(RECORDS PROVIDED)
================================

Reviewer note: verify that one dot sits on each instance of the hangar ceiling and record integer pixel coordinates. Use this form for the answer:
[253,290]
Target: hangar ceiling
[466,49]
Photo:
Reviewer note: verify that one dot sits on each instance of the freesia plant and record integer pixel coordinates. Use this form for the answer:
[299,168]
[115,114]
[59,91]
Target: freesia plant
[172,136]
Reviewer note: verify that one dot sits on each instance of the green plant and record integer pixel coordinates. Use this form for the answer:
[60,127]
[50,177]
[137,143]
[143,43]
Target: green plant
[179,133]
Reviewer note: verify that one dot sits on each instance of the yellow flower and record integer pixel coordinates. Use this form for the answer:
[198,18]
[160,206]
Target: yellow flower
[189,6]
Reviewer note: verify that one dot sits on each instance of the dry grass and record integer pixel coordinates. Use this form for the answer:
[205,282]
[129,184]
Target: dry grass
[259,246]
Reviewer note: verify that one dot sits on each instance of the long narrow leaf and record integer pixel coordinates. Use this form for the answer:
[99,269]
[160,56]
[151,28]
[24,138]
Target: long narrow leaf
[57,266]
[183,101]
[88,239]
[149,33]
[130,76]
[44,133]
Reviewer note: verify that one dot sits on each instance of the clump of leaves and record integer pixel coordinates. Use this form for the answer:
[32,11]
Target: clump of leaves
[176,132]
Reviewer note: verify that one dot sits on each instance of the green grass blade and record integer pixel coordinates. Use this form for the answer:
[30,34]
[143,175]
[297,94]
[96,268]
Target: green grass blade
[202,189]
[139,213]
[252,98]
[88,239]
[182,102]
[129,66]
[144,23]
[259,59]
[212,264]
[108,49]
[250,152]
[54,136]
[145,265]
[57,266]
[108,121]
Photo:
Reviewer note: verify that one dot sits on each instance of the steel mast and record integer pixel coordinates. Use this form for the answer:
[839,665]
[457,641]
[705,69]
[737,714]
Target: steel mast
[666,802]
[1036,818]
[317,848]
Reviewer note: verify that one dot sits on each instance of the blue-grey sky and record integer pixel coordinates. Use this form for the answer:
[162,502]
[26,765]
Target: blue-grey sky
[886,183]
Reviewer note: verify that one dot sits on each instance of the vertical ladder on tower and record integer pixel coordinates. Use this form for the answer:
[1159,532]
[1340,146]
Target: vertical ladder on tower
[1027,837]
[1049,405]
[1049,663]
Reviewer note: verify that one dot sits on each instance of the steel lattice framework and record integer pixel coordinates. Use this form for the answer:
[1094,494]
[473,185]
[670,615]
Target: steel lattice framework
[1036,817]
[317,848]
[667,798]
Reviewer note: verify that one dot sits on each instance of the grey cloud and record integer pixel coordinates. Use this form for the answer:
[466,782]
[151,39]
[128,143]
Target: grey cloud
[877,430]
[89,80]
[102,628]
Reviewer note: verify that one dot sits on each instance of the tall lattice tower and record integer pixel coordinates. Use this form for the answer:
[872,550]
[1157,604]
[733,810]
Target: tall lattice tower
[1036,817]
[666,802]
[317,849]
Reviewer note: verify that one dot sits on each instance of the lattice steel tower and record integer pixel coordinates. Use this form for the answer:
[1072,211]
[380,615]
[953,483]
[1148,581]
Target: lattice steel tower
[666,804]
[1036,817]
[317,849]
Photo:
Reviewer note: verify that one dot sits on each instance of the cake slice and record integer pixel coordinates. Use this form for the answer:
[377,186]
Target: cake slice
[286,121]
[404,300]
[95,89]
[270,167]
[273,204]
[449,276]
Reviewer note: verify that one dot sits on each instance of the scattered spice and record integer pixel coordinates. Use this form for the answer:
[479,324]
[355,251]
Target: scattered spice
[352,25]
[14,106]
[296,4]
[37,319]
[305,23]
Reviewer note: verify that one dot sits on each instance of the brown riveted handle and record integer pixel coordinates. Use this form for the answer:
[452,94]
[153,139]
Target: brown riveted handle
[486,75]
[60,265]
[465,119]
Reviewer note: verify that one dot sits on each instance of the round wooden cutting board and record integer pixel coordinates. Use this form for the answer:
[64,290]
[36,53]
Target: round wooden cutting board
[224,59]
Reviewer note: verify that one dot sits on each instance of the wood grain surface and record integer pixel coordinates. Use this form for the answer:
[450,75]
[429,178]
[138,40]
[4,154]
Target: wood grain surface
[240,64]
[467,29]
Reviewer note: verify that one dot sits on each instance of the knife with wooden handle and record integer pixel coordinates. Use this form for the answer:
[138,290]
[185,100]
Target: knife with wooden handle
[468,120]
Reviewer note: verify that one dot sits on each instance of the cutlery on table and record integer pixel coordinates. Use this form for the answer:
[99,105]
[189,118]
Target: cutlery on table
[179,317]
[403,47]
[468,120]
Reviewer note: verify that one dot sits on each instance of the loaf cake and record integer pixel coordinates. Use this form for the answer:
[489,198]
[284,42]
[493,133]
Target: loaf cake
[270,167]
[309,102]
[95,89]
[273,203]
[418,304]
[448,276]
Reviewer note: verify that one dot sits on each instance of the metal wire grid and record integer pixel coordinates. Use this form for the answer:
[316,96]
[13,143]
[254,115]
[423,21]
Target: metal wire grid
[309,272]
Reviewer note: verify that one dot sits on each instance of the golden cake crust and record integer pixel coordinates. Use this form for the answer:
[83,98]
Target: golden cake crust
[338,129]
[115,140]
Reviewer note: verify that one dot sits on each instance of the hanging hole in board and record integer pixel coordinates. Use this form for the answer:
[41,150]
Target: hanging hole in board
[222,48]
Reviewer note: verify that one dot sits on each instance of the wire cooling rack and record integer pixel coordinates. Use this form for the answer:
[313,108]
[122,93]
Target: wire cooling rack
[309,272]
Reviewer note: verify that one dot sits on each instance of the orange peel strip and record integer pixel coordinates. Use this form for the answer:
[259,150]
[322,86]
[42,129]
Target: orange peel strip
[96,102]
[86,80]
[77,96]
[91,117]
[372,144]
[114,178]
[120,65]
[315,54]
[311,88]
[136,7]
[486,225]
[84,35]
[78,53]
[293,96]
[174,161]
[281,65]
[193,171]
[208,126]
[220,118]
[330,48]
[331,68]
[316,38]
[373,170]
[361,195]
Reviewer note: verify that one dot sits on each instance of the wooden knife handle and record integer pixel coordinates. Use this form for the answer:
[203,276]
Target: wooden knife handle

================================

(TASK)
Write out, without alteration, the line that contains "Target: orange peel strip" and all subsequent lines down to the end of the data above.

(RESPONSE)
Target: orange peel strip
[96,102]
[86,80]
[77,96]
[91,117]
[372,144]
[114,178]
[120,65]
[315,54]
[311,88]
[136,7]
[486,225]
[84,35]
[78,53]
[293,96]
[174,161]
[281,65]
[193,171]
[208,126]
[220,118]
[330,48]
[331,68]
[316,38]
[373,170]
[361,195]
Reviewer note: verify that one dot sits on each instance of the wooden knife handle and record integer pixel coordinates. Use this form for the answer:
[203,276]
Target: wooden knife handle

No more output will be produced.